= What you need to do =
[1] Write out the interview transcript on jail communication word for word, beginning at the words "And then I call" and stopping after "to happen today.".
[2] Extend the interview transcript on communicating with people held in jail, picking up after its final line.

* Start Excerpted text *

Yeah, it's definitely the case. So I wonder what other issues you have faced hardships and you spoke about a couple of them, but are there other things I know, for instance, obviously as part of my reporting or maybe not obviously, but some people apparently don't bother to do it. But I communicate with incarcerated people when I'm writing about them because it seems like a reasonable thing to do. And I am very aware of how annoying expensive, time consuming and just generally totally inadequate. The system is of communication with people, even people who are not convicted of any crime. So I don't know if that's something you've encountered, if there are other sort of hardships that you guys have had to deal with, perhaps if there are ways you've worked out to get around them or to at least make them less difficult, then that would be great for people to hear too.

[03:50:06]

The communication thing is a huge problem. Yeah, exactly. Most of the calls we get are from people that are currently in the jail, and they can only call us, and we cannot call them. So they call us, and then we have to just say, okay, you need to call back in a couple of hours. And then they have lockdowns, they can't get to the phone, all sorts of things. Probably one of the worst things that ever happened was someone called and I called the jail, and the jail was like, oh, they can be released today. And so the guy calls back and I'm like, hey, man, you're going to get released today. We're going to have a volunteer go out and post this bond. You don't need to call me back. If you want to, you can. But it's all rolling, right?

[03:50:52]

Yeah.

[03:50:52]

And then I call the jail to triple check everything, and they say, oh, we have to hear back from the court. The court has to approve this. And they're like, closing in 30 minutes, so it's not going to happen today.

[03:51:05]

Jesus.

* End Excerpted text *
* Start Provided records *

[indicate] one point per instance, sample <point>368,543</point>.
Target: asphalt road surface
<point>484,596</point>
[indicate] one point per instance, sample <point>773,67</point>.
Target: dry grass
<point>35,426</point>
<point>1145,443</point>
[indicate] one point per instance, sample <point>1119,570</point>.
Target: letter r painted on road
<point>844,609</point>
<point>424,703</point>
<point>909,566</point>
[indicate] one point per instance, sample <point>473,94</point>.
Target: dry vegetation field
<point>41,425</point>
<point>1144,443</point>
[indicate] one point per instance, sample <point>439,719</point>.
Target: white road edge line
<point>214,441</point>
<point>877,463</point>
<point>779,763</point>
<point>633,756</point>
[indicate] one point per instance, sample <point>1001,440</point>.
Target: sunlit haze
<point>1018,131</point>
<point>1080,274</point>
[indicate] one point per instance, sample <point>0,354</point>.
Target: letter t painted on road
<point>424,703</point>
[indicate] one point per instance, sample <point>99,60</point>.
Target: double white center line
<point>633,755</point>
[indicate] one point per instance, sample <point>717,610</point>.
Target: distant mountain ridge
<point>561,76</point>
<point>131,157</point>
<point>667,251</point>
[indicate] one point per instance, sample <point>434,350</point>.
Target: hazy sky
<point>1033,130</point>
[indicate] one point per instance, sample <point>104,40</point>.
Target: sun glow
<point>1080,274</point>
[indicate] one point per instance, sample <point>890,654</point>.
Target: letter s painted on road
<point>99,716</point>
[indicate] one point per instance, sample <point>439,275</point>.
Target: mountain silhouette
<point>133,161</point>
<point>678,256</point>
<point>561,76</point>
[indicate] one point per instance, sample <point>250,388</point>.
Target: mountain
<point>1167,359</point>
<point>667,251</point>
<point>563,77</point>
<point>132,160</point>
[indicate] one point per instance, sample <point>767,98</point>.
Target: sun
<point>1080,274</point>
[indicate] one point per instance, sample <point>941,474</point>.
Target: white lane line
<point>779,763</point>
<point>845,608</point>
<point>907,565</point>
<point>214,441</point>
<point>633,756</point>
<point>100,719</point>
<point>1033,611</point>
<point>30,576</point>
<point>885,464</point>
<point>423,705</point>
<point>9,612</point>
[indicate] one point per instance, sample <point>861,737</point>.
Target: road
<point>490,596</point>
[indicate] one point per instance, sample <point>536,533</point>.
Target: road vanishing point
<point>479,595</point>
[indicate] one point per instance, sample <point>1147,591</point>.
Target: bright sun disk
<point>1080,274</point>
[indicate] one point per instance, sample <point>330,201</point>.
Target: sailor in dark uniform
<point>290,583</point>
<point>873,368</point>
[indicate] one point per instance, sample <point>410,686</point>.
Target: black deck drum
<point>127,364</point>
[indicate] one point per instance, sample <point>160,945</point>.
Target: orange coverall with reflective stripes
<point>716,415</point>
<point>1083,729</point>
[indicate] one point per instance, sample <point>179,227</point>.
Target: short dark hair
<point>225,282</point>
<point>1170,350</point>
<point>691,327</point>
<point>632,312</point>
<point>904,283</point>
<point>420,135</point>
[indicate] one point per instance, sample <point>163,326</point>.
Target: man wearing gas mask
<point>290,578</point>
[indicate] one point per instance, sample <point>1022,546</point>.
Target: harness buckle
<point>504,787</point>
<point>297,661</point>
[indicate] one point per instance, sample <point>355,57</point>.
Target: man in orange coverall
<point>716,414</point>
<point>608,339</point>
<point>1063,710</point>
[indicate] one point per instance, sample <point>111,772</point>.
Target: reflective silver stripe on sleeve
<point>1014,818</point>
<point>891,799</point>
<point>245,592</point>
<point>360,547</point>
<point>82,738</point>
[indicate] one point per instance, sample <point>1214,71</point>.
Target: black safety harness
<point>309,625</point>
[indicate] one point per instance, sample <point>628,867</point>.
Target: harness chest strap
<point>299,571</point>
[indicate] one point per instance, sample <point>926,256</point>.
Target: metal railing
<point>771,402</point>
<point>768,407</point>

* End Provided records *

= Answers by task =
[1]
And then I call the jail to triple check everything, and they say, oh, we have to hear back from the court. The court has to approve this. And they're like, closing in 30 minutes, so it's not going to happen today.

[2]
[03:51:05]

And so now I have no way to call this guy and tell him that he's actually not going to get out today because of a bureaucratic issue. And I just have to wait until he just can't take it anymore and then calls and it's a really unpleasant situation. It's really unfortunate. And he was not happy. He was not happy, and he took a little bit out on me, but it wasn't a case of him actually being mad at me. I think that's something that's really cool is like, no one we deliver bad news all the time. We say, you can't get out because of XYZ, and no one's ever actually mad at us. They might be annoyed for a second because I'm on the phone delivering the bad news, but every time at the end, they're like, thanks so much, I appreciate you. So we haven't had any. Yeah, I think nothing really super negative has happened. It's just like you said, the communication huge problem. When it's family members calling from not in jail, it's a little more easy to deal with. We can call them back.

[03:52:07]

Yeah, I'll jump in on communication just for a minute because this is an issue that I work on in my day job.

[03:52:14]

Yeah.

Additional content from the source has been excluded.